GIVEN RECORDS:
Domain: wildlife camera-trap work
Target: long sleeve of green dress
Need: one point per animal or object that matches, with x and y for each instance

---

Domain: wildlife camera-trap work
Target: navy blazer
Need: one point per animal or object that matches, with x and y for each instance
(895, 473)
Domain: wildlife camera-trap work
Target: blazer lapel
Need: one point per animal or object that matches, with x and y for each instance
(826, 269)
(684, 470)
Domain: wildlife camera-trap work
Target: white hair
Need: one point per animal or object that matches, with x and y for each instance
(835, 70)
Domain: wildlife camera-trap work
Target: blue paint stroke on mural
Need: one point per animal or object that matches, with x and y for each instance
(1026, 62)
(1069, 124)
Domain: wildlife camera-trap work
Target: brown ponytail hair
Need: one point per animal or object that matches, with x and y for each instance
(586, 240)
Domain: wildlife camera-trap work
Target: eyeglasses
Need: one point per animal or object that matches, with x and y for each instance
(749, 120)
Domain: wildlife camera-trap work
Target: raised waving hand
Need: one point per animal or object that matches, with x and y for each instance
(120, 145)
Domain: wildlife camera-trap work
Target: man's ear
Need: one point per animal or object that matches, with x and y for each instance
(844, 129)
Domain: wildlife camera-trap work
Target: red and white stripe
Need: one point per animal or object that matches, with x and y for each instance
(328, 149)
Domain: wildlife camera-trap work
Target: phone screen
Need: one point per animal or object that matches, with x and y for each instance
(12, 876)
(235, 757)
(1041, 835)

WHAT THE TASK ASKS:
In the records above, find each line with the word "hair" and copy it.

SOLUTION FOR THIS PROBLEM:
Target: white hair
Target: brown ponytail hair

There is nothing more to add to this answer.